→ Given text:
- Born: 13 May [O.S. 1 May] 1885 Smolensk, Russian Empire
- Died: January 7, 1963 (aged 82) Yerevan, Armenian SSR, Soviet Union
- Other name: Lydia Durnova (used until 1952 as a pseudonym to cover up her aristocratic roots)
- Occupation: Art history
- Awards: Honored Art Worker of the Armenian SSR (1945)

= Lydia Durnovo =

Lydia Aleksandrovna Durnovo (Лидия Александровна Дурново; 1885 – 1963) was a Soviet art historian and art restorer. She specialized in medieval art, especially in early Russian painting and Armenian illuminated manuscripts (miniatures) and frescoes.

Born in the Russian city of Smolensk, Durnovo first attended a local gymnasium and a painting school before moving to Saint Petersburg where she attended the School of Technical Drawing of Baron Alexander von Stieglitz beginning in 1903. She subsequently completed her postgraduate studies at the State Institute of Art History (Государственный институт истории искусств) and the Archaeology Institute (ru) between 1920 and 1923. Durnovo worked as a research fellow at the Archaeology Institute, specializing in early Russian art. She was also the assistant curator of the Russian Museum.

(Dataset excerpts on pointing to objects)
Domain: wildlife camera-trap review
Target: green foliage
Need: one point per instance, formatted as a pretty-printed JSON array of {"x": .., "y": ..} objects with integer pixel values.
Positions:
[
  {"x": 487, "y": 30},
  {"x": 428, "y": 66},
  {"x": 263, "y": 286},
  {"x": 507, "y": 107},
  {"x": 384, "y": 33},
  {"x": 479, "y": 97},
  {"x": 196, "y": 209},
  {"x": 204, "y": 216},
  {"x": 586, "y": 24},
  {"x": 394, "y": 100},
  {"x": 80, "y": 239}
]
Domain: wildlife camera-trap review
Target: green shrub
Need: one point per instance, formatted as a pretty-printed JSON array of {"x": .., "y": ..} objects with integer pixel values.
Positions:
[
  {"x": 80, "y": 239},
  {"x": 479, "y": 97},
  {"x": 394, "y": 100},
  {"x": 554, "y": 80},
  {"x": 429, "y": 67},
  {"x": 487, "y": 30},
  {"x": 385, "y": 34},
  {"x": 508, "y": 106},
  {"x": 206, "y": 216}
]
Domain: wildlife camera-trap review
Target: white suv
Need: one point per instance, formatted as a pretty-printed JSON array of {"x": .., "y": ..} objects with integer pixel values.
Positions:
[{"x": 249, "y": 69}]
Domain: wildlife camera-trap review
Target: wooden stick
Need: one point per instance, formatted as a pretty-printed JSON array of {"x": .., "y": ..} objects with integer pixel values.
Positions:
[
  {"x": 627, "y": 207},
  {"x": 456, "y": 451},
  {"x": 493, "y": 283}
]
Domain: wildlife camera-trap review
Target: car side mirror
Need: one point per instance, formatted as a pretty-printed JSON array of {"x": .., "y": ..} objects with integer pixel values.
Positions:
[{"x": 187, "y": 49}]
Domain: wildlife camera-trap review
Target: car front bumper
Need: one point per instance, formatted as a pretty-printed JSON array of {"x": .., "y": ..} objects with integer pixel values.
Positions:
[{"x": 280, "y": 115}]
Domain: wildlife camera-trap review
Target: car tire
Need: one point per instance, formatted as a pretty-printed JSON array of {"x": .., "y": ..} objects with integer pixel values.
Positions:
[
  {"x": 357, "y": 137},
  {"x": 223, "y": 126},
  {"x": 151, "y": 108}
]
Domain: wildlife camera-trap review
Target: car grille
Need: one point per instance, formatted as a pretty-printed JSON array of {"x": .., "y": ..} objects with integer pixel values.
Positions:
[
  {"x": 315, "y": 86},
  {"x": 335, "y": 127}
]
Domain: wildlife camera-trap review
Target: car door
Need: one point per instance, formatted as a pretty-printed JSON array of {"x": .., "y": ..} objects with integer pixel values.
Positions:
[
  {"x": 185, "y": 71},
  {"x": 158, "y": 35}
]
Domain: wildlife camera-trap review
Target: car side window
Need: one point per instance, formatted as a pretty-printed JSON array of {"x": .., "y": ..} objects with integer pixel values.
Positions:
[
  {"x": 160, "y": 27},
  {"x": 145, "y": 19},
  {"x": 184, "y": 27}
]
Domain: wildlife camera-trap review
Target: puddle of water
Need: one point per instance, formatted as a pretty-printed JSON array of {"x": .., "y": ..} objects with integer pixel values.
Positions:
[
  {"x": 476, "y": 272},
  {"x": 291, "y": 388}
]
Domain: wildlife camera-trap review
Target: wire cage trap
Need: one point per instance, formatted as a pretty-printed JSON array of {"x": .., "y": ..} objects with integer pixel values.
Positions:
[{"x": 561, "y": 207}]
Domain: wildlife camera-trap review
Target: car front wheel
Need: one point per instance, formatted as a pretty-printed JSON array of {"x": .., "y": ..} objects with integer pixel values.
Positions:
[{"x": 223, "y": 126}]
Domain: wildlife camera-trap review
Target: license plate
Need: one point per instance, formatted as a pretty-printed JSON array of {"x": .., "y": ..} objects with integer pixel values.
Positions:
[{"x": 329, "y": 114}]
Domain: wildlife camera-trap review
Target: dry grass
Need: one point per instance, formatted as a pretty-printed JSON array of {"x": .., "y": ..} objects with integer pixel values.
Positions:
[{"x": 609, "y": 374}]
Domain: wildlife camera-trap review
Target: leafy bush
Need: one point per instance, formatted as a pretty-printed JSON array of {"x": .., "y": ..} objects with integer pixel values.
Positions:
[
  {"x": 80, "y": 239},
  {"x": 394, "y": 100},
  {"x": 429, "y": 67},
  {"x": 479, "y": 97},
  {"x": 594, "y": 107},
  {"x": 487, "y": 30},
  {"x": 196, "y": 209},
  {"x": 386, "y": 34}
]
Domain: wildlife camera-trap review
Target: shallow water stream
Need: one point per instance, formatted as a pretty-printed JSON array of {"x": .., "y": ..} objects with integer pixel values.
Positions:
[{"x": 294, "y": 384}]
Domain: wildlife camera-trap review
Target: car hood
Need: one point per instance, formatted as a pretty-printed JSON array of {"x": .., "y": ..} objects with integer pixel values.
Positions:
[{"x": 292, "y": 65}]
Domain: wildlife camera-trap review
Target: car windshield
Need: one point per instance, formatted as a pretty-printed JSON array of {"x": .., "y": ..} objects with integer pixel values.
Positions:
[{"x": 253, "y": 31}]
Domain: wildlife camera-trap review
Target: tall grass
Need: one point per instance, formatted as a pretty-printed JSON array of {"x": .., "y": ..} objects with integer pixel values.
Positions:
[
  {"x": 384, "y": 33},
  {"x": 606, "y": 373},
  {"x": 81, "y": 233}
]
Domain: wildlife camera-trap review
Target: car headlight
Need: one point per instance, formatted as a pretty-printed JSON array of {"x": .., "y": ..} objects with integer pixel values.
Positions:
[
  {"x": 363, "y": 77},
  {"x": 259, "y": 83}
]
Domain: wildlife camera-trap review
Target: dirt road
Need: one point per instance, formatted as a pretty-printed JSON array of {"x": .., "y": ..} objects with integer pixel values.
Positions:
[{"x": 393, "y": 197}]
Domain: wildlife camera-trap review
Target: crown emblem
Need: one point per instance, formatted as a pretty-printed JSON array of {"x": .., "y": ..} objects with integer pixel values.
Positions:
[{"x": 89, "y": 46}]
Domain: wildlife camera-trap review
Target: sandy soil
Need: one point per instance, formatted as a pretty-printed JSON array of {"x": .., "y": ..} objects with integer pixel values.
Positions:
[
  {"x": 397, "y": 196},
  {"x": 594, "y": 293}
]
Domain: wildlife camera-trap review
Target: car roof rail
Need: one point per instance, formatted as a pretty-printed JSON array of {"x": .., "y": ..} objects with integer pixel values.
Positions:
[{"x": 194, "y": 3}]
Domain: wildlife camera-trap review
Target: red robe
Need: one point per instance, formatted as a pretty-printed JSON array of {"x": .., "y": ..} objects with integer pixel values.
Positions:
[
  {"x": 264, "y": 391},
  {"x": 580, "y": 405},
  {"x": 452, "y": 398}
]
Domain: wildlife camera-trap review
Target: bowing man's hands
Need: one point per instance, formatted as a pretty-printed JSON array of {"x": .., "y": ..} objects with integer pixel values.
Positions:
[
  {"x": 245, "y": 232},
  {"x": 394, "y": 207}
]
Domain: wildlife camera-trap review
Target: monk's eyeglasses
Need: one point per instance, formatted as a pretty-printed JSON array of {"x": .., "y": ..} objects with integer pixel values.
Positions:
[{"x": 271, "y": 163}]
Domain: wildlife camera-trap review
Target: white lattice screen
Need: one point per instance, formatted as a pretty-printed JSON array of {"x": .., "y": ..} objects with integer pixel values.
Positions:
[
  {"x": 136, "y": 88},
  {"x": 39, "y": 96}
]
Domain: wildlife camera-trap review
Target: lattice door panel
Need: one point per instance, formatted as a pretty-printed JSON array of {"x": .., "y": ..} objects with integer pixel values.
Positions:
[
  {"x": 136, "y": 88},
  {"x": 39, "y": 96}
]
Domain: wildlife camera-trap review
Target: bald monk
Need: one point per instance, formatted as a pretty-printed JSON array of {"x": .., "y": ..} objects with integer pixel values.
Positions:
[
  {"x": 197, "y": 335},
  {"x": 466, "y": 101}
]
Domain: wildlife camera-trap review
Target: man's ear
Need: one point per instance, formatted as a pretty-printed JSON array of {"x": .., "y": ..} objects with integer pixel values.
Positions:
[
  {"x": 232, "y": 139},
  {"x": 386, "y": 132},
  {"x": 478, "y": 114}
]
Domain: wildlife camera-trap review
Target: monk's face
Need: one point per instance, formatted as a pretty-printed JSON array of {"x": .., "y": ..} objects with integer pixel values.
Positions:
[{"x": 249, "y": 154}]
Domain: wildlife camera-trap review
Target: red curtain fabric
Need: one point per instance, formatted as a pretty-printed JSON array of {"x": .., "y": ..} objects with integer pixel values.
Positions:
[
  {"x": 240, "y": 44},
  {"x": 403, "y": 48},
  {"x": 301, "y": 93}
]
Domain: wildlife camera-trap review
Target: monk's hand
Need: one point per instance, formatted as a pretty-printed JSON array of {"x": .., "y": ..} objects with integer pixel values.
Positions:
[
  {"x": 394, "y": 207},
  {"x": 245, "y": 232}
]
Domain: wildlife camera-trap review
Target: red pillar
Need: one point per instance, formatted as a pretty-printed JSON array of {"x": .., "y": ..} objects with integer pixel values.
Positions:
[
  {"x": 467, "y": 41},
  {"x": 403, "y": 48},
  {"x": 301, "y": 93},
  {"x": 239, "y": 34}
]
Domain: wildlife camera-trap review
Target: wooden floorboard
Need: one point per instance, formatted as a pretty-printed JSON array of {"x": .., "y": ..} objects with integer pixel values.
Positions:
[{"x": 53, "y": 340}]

→ Goal:
Render this sentence from the biography of Lydia Durnovo in French: "Durnovo worked as a research fellow at the Archaeology Institute, specializing in early Russian art."

→ The solution:
Durnovo a travaillé comme chercheuse à l'Institut d'archéologie, où elle s'est spécialisée dans l'art russe ancien.